* [EXERCISE]
Only an exact copy of the records, from the line with "Query: lightsaber in poster" through the last line, is wanted.

* [DATASET RECORDS]

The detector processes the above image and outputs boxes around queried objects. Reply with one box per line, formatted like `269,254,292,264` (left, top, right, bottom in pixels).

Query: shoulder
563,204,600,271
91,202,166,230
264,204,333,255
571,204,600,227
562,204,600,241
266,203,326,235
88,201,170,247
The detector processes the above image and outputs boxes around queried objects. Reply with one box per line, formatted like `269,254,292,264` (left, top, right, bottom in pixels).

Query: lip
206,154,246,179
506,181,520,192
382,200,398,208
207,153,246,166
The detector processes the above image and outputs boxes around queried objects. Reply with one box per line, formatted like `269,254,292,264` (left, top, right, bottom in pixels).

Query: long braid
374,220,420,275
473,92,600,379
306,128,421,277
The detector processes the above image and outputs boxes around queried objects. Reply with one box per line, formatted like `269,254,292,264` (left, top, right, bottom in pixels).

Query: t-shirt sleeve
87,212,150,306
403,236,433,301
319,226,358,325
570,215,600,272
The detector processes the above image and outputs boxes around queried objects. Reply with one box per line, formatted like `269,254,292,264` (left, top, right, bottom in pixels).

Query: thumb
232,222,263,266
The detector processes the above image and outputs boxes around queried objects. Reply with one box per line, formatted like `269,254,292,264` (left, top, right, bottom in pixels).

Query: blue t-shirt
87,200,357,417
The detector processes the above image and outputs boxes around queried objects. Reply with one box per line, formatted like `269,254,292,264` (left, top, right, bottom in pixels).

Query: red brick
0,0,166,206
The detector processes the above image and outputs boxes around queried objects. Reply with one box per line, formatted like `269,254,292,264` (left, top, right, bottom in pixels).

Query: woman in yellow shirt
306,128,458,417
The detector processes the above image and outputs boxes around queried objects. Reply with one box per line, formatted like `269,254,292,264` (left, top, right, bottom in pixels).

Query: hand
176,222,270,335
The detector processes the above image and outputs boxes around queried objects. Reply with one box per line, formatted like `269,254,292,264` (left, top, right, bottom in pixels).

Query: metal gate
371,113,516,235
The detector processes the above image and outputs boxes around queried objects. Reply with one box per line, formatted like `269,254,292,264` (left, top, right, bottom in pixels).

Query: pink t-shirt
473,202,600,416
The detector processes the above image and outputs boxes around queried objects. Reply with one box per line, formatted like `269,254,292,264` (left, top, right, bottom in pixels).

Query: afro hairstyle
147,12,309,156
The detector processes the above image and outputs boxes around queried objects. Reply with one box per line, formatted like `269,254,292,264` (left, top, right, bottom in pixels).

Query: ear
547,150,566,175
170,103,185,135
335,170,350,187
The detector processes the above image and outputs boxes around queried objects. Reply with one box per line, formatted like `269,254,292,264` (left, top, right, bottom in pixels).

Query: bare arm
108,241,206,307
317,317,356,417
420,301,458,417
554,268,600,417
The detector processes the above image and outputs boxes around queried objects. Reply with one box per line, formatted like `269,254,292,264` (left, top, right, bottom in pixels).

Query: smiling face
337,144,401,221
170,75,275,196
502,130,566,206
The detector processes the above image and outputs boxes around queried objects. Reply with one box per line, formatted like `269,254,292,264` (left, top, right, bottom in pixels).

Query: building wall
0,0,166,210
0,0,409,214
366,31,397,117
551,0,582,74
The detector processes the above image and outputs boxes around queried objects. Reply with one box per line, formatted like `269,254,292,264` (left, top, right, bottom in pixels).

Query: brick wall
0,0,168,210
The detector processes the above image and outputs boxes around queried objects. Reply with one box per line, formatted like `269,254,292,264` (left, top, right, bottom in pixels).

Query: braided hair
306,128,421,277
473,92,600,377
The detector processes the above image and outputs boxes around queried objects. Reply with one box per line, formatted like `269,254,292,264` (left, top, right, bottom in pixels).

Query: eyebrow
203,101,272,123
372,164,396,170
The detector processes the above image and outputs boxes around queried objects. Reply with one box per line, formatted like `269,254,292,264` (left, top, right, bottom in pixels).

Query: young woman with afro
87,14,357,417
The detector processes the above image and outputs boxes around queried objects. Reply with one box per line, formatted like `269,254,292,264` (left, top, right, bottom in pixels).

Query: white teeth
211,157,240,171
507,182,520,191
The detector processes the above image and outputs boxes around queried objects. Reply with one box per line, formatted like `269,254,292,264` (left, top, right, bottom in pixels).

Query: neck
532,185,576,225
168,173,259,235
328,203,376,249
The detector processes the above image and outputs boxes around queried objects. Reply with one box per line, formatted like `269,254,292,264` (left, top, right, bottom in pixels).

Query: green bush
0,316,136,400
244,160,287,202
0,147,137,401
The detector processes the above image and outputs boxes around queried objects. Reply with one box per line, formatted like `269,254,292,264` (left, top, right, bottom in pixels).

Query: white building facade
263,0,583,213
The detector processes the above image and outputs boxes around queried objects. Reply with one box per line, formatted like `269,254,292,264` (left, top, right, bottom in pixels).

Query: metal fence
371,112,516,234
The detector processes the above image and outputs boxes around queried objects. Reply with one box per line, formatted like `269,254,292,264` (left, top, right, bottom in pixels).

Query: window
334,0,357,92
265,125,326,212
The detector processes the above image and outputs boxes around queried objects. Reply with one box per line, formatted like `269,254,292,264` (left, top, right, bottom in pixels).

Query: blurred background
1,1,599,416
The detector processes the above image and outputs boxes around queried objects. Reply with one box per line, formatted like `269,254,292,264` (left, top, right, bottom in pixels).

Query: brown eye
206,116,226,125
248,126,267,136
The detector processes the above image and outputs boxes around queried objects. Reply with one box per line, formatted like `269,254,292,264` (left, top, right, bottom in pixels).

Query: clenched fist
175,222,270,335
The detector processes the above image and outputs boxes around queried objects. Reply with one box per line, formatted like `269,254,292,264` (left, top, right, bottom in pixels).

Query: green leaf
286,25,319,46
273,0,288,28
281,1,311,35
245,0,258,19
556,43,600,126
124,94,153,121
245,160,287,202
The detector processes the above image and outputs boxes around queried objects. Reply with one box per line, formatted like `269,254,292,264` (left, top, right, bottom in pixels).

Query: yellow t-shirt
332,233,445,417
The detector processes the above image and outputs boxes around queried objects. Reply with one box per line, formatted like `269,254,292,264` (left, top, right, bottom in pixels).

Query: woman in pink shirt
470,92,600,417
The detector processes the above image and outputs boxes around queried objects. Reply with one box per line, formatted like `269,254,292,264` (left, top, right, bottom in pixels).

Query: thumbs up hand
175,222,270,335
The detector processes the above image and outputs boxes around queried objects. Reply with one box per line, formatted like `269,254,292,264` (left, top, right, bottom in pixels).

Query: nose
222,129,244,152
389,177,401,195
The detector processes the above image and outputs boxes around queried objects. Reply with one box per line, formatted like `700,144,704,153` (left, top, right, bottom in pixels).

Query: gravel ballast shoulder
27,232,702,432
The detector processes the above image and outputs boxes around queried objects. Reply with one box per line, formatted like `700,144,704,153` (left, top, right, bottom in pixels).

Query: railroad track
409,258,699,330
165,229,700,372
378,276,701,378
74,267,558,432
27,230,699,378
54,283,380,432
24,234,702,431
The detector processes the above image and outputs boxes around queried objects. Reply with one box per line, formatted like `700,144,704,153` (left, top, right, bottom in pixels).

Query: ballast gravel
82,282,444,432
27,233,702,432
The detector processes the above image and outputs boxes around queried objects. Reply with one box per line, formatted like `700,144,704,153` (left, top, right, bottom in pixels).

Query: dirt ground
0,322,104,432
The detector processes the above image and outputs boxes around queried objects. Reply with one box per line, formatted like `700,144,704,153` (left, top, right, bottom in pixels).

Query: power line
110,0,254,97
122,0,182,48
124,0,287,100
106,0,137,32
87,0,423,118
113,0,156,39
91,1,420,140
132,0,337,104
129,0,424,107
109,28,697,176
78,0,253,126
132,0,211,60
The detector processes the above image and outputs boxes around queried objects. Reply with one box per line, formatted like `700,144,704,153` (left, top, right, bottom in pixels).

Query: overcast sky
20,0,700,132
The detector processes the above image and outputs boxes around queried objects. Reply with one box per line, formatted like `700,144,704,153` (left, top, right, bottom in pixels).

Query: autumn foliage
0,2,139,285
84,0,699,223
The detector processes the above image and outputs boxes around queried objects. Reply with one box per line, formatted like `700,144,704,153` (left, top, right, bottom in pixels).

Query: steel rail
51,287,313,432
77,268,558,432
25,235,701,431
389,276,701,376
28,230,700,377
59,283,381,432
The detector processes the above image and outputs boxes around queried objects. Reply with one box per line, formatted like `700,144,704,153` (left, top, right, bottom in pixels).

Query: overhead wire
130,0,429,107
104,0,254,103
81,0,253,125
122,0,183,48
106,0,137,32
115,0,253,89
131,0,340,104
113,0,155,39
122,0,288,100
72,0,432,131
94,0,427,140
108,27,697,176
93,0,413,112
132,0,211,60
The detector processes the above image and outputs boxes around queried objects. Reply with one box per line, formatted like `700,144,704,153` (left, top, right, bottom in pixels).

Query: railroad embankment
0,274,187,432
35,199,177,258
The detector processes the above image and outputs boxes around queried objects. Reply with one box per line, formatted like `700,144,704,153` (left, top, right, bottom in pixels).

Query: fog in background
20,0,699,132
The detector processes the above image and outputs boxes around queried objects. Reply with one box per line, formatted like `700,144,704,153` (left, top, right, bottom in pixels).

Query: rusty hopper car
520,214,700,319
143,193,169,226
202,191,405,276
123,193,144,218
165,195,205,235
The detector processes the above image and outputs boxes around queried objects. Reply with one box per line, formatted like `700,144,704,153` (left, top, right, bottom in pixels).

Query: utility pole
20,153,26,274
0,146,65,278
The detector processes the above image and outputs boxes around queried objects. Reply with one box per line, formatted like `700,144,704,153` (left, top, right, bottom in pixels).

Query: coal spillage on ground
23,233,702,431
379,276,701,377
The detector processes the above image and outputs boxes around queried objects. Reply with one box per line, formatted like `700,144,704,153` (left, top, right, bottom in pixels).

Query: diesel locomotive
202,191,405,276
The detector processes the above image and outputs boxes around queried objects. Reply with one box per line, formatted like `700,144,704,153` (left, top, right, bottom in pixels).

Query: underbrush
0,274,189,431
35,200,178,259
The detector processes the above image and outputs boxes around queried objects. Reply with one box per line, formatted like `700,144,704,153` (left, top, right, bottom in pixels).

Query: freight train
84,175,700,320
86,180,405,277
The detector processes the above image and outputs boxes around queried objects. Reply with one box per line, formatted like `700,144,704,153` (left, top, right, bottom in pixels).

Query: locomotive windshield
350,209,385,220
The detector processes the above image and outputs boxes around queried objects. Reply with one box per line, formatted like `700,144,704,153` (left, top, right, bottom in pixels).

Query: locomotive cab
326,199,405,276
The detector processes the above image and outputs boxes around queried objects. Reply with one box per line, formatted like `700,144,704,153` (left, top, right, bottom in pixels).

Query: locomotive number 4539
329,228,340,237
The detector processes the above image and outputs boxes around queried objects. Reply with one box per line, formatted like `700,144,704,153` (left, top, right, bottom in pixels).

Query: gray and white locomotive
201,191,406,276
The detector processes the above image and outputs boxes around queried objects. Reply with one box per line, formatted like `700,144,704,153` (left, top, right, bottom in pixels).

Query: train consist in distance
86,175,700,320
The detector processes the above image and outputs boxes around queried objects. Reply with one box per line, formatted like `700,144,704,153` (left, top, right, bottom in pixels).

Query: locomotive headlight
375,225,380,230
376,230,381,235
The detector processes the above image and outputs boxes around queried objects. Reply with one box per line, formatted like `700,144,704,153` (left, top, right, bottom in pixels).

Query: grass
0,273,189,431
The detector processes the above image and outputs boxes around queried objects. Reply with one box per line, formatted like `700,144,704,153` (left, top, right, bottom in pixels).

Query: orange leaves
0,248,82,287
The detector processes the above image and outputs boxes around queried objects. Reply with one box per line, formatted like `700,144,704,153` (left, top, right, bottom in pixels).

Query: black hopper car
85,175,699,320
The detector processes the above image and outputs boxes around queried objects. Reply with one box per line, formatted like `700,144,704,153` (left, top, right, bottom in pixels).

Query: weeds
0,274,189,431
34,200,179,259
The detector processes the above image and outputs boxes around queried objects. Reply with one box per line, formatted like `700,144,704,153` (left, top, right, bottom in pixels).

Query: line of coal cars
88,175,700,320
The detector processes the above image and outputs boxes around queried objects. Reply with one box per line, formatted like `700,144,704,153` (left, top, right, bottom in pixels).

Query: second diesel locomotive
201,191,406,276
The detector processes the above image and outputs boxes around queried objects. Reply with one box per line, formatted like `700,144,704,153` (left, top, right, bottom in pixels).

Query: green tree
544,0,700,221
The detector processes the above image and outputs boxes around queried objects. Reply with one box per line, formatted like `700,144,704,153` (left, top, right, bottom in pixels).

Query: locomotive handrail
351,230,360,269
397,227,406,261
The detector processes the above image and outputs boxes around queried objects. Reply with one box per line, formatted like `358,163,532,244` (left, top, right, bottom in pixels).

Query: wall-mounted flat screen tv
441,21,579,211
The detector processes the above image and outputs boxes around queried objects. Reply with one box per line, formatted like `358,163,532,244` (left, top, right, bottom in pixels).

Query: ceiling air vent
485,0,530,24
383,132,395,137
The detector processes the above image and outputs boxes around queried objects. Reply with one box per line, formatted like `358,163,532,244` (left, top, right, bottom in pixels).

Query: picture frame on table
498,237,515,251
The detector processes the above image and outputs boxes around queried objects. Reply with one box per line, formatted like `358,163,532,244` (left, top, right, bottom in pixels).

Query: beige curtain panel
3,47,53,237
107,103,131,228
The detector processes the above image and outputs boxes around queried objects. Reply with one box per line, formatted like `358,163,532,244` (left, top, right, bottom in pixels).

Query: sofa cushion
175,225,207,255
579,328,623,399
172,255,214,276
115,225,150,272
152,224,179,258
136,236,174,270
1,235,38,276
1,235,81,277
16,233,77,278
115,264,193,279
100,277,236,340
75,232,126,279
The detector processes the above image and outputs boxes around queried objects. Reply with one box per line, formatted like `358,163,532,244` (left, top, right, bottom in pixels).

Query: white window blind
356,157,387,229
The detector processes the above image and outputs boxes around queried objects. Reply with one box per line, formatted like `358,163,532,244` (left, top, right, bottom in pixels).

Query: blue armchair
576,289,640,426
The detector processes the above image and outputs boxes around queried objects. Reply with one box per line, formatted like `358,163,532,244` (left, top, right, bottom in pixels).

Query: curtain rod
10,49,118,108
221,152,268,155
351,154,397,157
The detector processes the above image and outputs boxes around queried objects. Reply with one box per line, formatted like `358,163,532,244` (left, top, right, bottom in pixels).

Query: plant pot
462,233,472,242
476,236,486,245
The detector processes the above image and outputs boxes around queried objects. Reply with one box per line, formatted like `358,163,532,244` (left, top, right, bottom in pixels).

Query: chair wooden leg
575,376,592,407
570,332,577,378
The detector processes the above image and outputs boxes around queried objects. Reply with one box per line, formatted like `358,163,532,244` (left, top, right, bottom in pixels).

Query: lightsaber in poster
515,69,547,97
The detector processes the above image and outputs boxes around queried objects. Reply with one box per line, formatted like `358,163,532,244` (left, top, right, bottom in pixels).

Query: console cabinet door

* [WRITTEN SOLUTION]
Query: lightsaber in poster
515,69,547,97
The detector processes the above image and outputs boxes around queried objects. Reply with one box per line, formatted like `358,163,532,244` (left, top, right, bottom in pixels).

Query: console cabinet door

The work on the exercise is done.